Excerpts of labeled region data:
--

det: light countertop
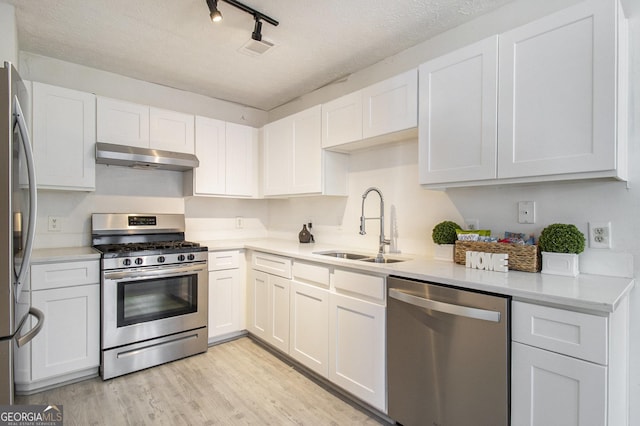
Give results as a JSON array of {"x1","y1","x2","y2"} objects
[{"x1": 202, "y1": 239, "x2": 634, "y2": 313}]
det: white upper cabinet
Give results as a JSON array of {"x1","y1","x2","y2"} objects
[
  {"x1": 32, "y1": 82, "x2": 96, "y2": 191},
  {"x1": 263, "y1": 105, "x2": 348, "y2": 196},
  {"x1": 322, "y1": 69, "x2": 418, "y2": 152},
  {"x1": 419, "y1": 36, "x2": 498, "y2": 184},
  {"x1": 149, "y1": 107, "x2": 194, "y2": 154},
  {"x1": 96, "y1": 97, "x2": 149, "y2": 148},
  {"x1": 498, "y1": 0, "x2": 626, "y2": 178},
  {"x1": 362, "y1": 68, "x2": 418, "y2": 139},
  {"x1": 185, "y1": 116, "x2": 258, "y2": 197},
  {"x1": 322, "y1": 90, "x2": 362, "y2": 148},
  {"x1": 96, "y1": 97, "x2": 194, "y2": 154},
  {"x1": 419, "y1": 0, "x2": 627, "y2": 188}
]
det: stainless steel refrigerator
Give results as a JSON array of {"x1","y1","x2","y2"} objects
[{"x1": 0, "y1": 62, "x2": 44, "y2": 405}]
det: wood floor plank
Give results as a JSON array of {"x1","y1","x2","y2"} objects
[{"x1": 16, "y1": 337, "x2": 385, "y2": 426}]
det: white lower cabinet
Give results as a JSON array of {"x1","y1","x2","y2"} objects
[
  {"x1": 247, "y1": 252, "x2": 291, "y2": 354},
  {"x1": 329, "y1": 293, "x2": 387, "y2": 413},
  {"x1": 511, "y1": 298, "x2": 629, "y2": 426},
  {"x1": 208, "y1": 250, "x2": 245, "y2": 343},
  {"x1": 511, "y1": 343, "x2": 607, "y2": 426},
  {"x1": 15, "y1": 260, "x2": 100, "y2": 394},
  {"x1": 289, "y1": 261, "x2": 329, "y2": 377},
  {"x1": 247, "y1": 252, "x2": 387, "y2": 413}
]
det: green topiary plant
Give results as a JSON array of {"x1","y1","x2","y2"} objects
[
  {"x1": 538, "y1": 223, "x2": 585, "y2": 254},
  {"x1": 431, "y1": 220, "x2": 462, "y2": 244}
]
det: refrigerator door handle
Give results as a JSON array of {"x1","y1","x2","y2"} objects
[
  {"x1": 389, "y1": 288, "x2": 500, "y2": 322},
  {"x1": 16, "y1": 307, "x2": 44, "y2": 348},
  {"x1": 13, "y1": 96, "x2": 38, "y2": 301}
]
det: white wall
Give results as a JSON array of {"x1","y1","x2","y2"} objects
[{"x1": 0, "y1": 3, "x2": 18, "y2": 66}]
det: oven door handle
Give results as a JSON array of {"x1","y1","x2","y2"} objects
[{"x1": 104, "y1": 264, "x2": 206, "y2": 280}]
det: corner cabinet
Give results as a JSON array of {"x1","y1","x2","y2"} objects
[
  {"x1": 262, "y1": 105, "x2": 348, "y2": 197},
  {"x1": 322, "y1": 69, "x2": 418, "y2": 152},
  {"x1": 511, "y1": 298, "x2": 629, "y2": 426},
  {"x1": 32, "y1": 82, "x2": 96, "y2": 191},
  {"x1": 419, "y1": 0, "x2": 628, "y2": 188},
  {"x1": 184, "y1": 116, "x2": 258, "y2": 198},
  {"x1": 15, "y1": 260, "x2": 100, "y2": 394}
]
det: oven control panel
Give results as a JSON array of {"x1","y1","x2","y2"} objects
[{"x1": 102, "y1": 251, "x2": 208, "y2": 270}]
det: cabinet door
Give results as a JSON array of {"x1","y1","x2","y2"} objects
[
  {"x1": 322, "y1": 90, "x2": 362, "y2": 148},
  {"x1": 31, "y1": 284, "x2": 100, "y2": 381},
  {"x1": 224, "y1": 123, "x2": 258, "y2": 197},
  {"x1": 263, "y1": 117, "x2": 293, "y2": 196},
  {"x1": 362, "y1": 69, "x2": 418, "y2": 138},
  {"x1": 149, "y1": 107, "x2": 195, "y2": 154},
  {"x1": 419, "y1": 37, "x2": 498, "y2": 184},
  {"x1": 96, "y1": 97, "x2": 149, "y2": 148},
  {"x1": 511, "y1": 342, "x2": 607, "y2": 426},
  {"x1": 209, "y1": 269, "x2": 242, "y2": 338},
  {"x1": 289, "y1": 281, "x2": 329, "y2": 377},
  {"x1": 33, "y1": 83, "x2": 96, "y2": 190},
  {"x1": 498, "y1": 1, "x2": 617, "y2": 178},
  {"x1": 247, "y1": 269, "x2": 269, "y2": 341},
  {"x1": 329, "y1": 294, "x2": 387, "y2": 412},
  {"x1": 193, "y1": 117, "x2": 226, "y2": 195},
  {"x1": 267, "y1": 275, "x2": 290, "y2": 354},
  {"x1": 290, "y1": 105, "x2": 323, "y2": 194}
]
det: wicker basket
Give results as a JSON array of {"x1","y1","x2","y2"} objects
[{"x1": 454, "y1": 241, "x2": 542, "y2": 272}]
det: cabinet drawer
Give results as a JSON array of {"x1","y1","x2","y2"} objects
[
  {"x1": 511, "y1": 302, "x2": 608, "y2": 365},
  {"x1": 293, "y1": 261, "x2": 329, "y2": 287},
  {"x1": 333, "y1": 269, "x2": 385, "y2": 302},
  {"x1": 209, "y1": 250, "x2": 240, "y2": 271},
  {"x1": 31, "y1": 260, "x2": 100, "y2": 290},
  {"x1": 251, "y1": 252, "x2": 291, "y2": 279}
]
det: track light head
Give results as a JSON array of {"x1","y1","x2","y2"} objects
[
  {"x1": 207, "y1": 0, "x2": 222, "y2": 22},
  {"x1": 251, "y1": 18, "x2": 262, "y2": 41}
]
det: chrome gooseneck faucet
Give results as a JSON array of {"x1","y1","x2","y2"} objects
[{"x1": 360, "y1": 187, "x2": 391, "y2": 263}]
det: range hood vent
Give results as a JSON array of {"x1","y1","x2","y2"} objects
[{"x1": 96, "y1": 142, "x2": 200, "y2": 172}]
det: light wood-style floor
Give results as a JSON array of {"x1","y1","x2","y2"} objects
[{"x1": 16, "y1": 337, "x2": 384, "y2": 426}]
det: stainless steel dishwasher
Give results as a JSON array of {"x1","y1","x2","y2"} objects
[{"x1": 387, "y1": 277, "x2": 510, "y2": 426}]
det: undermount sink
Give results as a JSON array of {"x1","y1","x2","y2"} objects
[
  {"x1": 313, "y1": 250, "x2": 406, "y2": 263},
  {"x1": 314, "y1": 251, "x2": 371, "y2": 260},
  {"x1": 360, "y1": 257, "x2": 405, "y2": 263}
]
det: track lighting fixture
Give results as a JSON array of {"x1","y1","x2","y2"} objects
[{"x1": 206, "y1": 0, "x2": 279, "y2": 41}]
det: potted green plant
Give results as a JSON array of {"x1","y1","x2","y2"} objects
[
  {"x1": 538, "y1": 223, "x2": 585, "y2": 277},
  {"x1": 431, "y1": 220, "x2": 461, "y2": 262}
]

--

Transcribe every line from the one containing "det: track lighting fixture" through the end of the rows, keeping each character unchanged.

■ **The response**
det: track lighting fixture
Give results as a JSON array of {"x1","y1","x2","y2"} objects
[{"x1": 206, "y1": 0, "x2": 279, "y2": 41}]
det: potted green plant
Give results as a JSON array of {"x1","y1","x2","y2"} objects
[
  {"x1": 538, "y1": 223, "x2": 585, "y2": 277},
  {"x1": 431, "y1": 220, "x2": 461, "y2": 262}
]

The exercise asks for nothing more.